AUFGABE A>
Welche Medaille gewann Gandlers Vater laut dem Text über Gandler bei den Olympischen Spielen 1998 in Nagano?
AUFGABE B>
Bitte fasse im Text über Gandler den Absatz, der mit „In die Langlauf-Fußstapfen ihres Vaters“ beginnt, kürzer zusammen und behalte dabei seine wesentlichen Fakten.
AUFGABE C>
Schreib den Text über Gandler im Anschluss an seinen letzten Satz weiter.

VORLIEGENDER TEXT>
Grotian erinnert Gandler „sehr an Laura Dahlmeier“
Grotian erinnere sie sogar „sehr an Laura Dahlmeier“, die gemeinsam mit der anderen deutschen Biathlon-Ikone Magdalena Neuner ihr großes Vorbild ist.
„Mich inspiriert, dass sie (Dahlmeier und Neuner) einfach so jung so erfolgreich geworden sind. Das ist echt unglaublich. Das war immer mein Ziel. Aber dann müsste ich in diesem Jahr mit 24 Jahren meine Karriere beenden, das geht sich nicht mehr ganz aus“, sagte Gandler schmunzelnd und spielte damit auf deren frühen Rücktritte an.
„Mit der Laura habe ich auch ab und zu mal trainieren dürfen. Die wirkte immer so fokussiert und das habe ich sehr bewundert. Sie hat wirklich alles zu 100 Prozent dem Sport gewidmet.“
Langlauf wie der Vater? Gandler bevorzugt Biathlon
Gandler erbte das Sportler-Gen von ihrem Vater Markus, seines Zeichens ein ehemaliger erfolgreicher Langläufer und heutzutage Trainer seiner Tochter.
„Ich finde es unglaublich, was mein Vater erreicht hat“, schwärmte sie angesprochen auf dessen Erfolge, die unter anderem den Gewinn einer Silbermedaille bei den Olympischen Spielen 1998 in Nagano umfassen.
Trotz des Stolzes auf ihn hofft sie, „dass ich mir irgendwann schon auch selbst einen Namen machen kann. (…) Es wird inzwischen ein bisschen weniger, dass man immer ‚die Tochter von…' ist, aber es ist noch da.“
In die Langlauf-Fußstapfen ihres Vaters wollte sie aber nie treten. Das sei ihr als Kind „ein bisschen zu langweilig“ gewesen. Stattdessen brachte sie ihr Firmpate und Ex-Biathlet Christoph Sumann zu der für sie spannenderen Sportart.

DATENSATZINHALT>
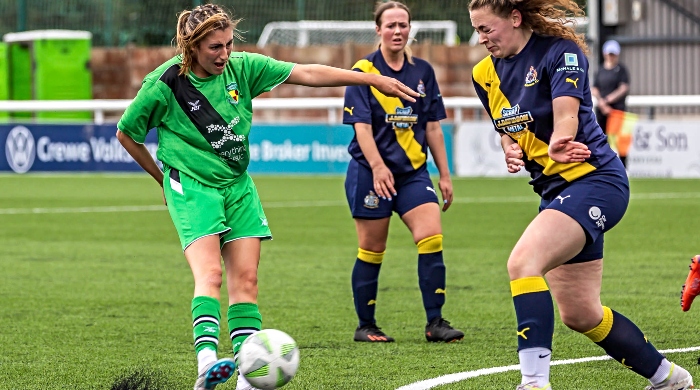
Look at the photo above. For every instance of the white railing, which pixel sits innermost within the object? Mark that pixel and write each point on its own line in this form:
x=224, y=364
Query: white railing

LÖSUNG A>
Eine Silbermedaille.

LÖSUNG B>
Gandler wollte nie wie ihr Vater Langläuferin werden, weil ihr das als Kind zu langweilig war; ihr Firmpate, der Ex-Biathlet Christoph Sumann, brachte sie stattdessen zum für sie spannenderen Biathlon.

LÖSUNG C>
Auf dem Weg zum Social-Media-Star
Doch der Sport ist nicht Gandlers einzige Leidenschaft. Während sich andere Athleten ihre Karriere durch eine Anstellung bei der Polizei oder der Bundeswehr finanzieren, setzt die Österreicherin auf einen anderen Weg: Social Media.
Allen voran auf den Plattformen Instagram und TikTok nimmt sie ihre rund 85.000 Follower – was im Biathlon eine ganze Menge ist - mit durch ihren Trainings- und Wettkampf-Alltag. Das ist nicht nur attraktiv für ihre Fans, sondern auch für Sponsoren.
Biathlon-Interessierten dürfte dieses Hobby und Verdienstmodell an die ehemalige Gesamtweltcup-Siegerin Dorothea Wierer erinnern, die inzwischen über 600.000 Follower auf Instagram hat – und auch Gandler inspirierte.
„Doro war da auf jeden Fall ein Vorbild, aber eher auch deshalb, weil sich bei ihr eben nicht alles zu 100 Prozent um den Sport dreht, sondern weil sie auch das Leben außerhalb zeigt. Das hat mir bei ihr echt gut gefallen. (…) Es wäre schon ein Traum, das zu erreichen, was sie auf Social Media erreicht hat.“
Außerhalb des Biathlons tauge ihr „auch Alica Schmidt sehr, also da schaue ich gern mal, was sie so macht“, erklärt sie über die deutsche Leichtathletin.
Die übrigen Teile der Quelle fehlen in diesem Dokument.